Obiettivo: Individua nell'elenco tutte le righe che contengono la parola "instance" e ricopiale. Le maiuscole e le minuscole contano.

Dati del compito:

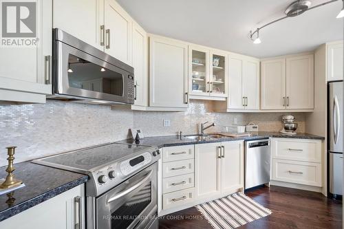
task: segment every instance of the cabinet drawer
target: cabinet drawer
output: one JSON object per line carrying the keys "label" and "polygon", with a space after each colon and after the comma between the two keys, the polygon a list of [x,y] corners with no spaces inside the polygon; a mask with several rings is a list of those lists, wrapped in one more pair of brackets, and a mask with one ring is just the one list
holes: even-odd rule
{"label": "cabinet drawer", "polygon": [[170,177],[194,173],[193,159],[166,162],[162,164],[162,177]]}
{"label": "cabinet drawer", "polygon": [[273,140],[272,157],[321,163],[321,141]]}
{"label": "cabinet drawer", "polygon": [[164,148],[162,162],[168,162],[194,157],[194,146],[181,146]]}
{"label": "cabinet drawer", "polygon": [[162,195],[162,208],[164,210],[185,204],[195,199],[195,188],[188,188]]}
{"label": "cabinet drawer", "polygon": [[164,193],[174,192],[195,186],[195,175],[190,173],[177,177],[164,178],[162,181]]}
{"label": "cabinet drawer", "polygon": [[319,163],[274,159],[272,173],[274,180],[321,186],[321,164]]}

Risposta:
task: segment every instance of the cabinet drawer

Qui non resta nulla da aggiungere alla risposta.